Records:

>>>>>

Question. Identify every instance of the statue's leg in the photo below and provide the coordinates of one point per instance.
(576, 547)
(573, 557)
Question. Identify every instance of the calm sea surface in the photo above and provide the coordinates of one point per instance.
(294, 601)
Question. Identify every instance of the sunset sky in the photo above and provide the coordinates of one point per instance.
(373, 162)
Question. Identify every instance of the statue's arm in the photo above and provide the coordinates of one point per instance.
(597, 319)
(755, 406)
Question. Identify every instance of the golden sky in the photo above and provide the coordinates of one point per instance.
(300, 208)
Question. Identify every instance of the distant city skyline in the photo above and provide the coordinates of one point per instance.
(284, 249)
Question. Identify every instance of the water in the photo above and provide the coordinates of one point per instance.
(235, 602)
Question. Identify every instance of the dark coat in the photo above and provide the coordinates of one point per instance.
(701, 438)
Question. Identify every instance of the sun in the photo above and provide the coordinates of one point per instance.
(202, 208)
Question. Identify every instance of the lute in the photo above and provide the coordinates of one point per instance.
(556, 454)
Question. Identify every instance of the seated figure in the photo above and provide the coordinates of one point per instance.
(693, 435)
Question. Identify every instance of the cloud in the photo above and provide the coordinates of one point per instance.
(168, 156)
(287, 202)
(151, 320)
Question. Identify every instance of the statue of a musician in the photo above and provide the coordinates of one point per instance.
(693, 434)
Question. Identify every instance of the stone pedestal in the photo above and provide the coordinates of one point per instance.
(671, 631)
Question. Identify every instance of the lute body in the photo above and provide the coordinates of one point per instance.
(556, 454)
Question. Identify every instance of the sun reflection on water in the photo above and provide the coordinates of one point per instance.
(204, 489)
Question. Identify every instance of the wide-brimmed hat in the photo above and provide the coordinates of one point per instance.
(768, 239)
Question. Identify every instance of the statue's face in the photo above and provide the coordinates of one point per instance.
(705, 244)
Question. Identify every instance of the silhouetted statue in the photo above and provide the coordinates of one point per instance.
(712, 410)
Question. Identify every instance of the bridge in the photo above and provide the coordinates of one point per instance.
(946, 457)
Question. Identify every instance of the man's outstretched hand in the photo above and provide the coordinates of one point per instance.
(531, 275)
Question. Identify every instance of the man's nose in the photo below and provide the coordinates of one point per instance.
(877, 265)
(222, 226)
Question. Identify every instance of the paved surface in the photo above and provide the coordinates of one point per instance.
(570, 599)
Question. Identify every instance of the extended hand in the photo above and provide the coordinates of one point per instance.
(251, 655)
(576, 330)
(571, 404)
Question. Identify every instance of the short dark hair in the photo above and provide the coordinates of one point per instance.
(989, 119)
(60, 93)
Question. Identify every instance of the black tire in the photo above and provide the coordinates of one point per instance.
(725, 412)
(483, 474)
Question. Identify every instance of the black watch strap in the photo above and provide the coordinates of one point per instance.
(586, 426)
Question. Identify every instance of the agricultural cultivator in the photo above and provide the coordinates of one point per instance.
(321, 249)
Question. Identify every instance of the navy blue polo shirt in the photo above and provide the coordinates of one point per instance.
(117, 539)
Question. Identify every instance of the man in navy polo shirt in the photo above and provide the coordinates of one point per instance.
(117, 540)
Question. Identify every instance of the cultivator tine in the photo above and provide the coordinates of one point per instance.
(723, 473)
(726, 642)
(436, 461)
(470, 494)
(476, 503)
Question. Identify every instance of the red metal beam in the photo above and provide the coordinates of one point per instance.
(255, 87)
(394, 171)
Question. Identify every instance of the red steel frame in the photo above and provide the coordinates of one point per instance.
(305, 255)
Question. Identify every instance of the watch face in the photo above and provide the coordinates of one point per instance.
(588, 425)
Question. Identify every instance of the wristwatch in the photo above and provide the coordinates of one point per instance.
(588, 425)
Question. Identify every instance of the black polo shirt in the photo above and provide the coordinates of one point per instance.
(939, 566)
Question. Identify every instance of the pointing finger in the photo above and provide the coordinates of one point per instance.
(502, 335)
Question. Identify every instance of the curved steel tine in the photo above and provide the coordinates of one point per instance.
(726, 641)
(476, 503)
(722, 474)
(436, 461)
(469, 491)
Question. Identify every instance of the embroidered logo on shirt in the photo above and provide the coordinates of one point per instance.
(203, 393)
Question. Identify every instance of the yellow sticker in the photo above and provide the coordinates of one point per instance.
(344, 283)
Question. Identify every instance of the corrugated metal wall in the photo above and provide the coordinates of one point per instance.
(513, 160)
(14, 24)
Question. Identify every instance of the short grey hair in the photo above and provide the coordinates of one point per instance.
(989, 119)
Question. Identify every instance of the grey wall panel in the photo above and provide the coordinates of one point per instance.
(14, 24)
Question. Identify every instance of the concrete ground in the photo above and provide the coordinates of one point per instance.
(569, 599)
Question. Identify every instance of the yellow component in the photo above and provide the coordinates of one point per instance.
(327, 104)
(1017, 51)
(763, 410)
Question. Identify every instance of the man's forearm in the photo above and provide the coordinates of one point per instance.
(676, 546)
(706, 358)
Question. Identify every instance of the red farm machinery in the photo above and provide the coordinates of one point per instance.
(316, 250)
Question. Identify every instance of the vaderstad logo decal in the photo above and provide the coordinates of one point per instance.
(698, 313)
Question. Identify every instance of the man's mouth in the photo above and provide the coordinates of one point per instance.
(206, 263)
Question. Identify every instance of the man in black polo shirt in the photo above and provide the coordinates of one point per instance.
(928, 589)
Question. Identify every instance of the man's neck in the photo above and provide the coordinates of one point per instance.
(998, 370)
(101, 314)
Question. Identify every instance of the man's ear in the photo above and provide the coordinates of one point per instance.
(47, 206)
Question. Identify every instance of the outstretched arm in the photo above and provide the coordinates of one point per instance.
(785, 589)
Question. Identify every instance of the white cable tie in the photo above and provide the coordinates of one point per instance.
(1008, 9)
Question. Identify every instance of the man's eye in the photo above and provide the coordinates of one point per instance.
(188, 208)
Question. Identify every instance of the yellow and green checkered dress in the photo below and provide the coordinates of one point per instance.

<<<<<

Lay out every one of the records above as a numbered list, omitting any blank lines.

Expected answer:
1. Question. Identify every instance of the statue's leg in the photo below and provide the coordinates of one point per instance.
2. (576, 547)
3. (573, 557)
4. Question. Identify every instance of the calm sea surface in the photo above and provide the coordinates of one point per instance.
5. (294, 601)
6. Question. Identify every instance of the sunset sky in the photo above and provide the coordinates of one point per instance.
7. (373, 162)
8. Question. Identify every instance of the statue's arm in the photo above and provide the coordinates of one point per instance.
9. (597, 319)
10. (755, 406)
11. Question. Identify every instance of the golden sky in the photo above and provide the coordinates of one point per instance.
12. (300, 208)
13. Question. Identify every instance of the distant city skyline in the photo above and provide the coordinates of one point per instance.
14. (284, 249)
15. Question. Identify every instance of the water in the photo above and provide the coordinates of one point per instance.
16. (235, 602)
17. Question. Identify every instance of the dark coat in the photo above and provide the coordinates of one point per instance.
18. (701, 438)
19. Question. Identify every instance of the sun in the photo above and provide the coordinates of one point per instance.
20. (202, 208)
21. Question. Identify every instance of the lute in the photo above and provide the coordinates of one point per instance.
22. (556, 454)
23. Question. Identify every instance of the seated figure in the photo above and provide the coordinates of one point per instance.
24. (693, 435)
25. Question. Identify every instance of the cloud in the photo above and provide the coordinates of one point per instance.
26. (168, 156)
27. (287, 202)
28. (151, 320)
29. Question. Identify every instance of the statue of a musician in the photo above and provide the coordinates of one point per instance.
30. (693, 434)
31. Question. Identify every instance of the stone pedestal in the photo above and provide the coordinates of one point per instance.
32. (671, 631)
33. Question. Identify every instance of the lute body in the photo above and provide the coordinates of one point per instance.
34. (556, 454)
35. Question. Identify every instance of the sun reflection on water in the photo above and provide the coordinates of one point per instance.
36. (204, 489)
37. Question. Identify every instance of the wide-brimmed hat in the photo above and provide the coordinates of one point per instance.
38. (768, 239)
39. Question. Identify every instance of the statue's face in the photo above and provide the coordinates of one point per instance.
40. (705, 244)
41. Question. Identify every instance of the silhouetted statue in the photo above and provide the coordinates of one point per instance.
42. (712, 410)
43. Question. Identify every instance of the bridge in the photo above and provide the coordinates of one point per instance.
44. (946, 457)
45. Question. Identify every instance of the man's outstretched hand in the photo above and provide the coordinates of one point per instance.
46. (531, 275)
47. Question. Identify every instance of the man's nose in the photo below and provide the coordinates of one point per instance.
48. (877, 265)
49. (222, 226)
50. Question. Identify every instance of the paved surface in the photo above and provide the coordinates of one point per instance.
51. (570, 599)
52. Question. Identify every instance of the extended hand in the photo above and provide the coordinates of one point per instance.
53. (251, 655)
54. (576, 330)
55. (571, 404)
56. Question. Identify every instance of the short dark hair in the photo above and provide the coordinates of one point per instance.
57. (989, 119)
58. (60, 93)
59. Question. Identify every instance of the black tire in the photo above and provide the coordinates of one point per instance.
60. (725, 412)
61. (483, 474)
62. Question. Identify every instance of the black watch strap in the photo above and provide the coordinates of one point per instance.
63. (586, 426)
64. Question. Identify every instance of the agricultural cultivator in the photo above and provide the coordinates of one point per instance.
65. (321, 249)
66. Question. Identify every instance of the navy blue polo shirt in the photo above and provide the coordinates of one point per instance.
67. (117, 539)
68. Question. Identify every instance of the man in navy polo shirt in the photo above and provide the coordinates of one point per instance.
69. (117, 540)
70. Question. Identify every instance of the cultivator tine in the photo above and provide the coordinates of one point per instance.
71. (723, 473)
72. (726, 642)
73. (436, 461)
74. (470, 494)
75. (476, 503)
76. Question. Identify every instance of the red metal beam in the photo above and provide the coordinates of one point per instance.
77. (255, 87)
78. (394, 171)
79. Question. Identify every instance of the red steel frame in the photo above and provide the coordinates of one point per instance.
80. (305, 255)
81. Question. Identify every instance of the watch face in the photo above and provide the coordinates of one point per instance.
82. (588, 425)
83. Question. Identify every instance of the wristwatch in the photo above and provide the coordinates of one point per instance.
84. (588, 425)
85. Question. Identify every instance of the black polo shirt in the photo above and provide the coordinates of one point per instance.
86. (939, 566)
87. Question. Identify every instance of the pointing finger in the photo above and provide the coordinates of one point per instance.
88. (502, 335)
89. Question. Identify every instance of the curved steel tine in the photo above and provide the coordinates of one point per instance.
90. (726, 641)
91. (476, 503)
92. (722, 474)
93. (436, 461)
94. (469, 491)
95. Question. Identify every instance of the embroidered logo on shirt in the photo above and provide the coordinates of one point per instance.
96. (203, 393)
97. Question. Identify every instance of the yellow sticker in the photo above and provide the coordinates of one point per instance.
98. (344, 283)
99. Question. Identify every instance of the corrugated metal wall in the photo above and provide the coordinates of one point per instance.
100. (513, 160)
101. (14, 24)
102. Question. Identify every instance of the short grey hair in the photo above and provide the coordinates of one point per instance.
103. (989, 119)
104. Question. Identify every instance of the grey wall panel in the photo above and provide the coordinates of one point per instance.
105. (14, 24)
106. Question. Identify every instance of the concrete ground in the photo above and provide the coordinates of one point per instance.
107. (569, 599)
108. Question. Identify every instance of the yellow component in the photo above and provide the coordinates of one point per instance.
109. (327, 104)
110. (1017, 51)
111. (763, 410)
112. Question. Identify every instance of the man's forearm in the photo above and provide the coordinates of one point per instance.
113. (676, 546)
114. (706, 358)
115. Question. Identify every instance of the red farm machinery in the photo above and provide the coordinates of one point per instance.
116. (316, 250)
117. Question. Identify every instance of the vaderstad logo decal in the photo above and provide the coordinates of one point per instance.
118. (698, 313)
119. Question. Identify every instance of the man's mouth in the photo above and provide the coordinates of one point per instance.
120. (206, 263)
121. Question. Identify every instance of the man in black polo shirt in the photo above and provide the coordinates of one point per instance.
122. (928, 589)
123. Question. Identify every instance of the man's neck in the photo above and provide the coordinates of one point per instance.
124. (998, 370)
125. (101, 314)
126. Question. Identify every instance of the man's ear in the photo above and provide the coordinates of one point per instance.
127. (47, 206)
128. Question. Identify every instance of the outstretched arm in the photo above and provide the coordinates of one point per instance.
129. (785, 589)
130. Question. Identify every instance of the white cable tie in the photo above and provide the coordinates of one point per instance.
131. (1008, 9)
132. Question. Identify every instance of the man's eye in the photo above and provide the coordinates of one point per instance.
133. (188, 208)
134. Question. Identify every instance of the yellow and green checkered dress in the photo below and provide the coordinates of one point per instance.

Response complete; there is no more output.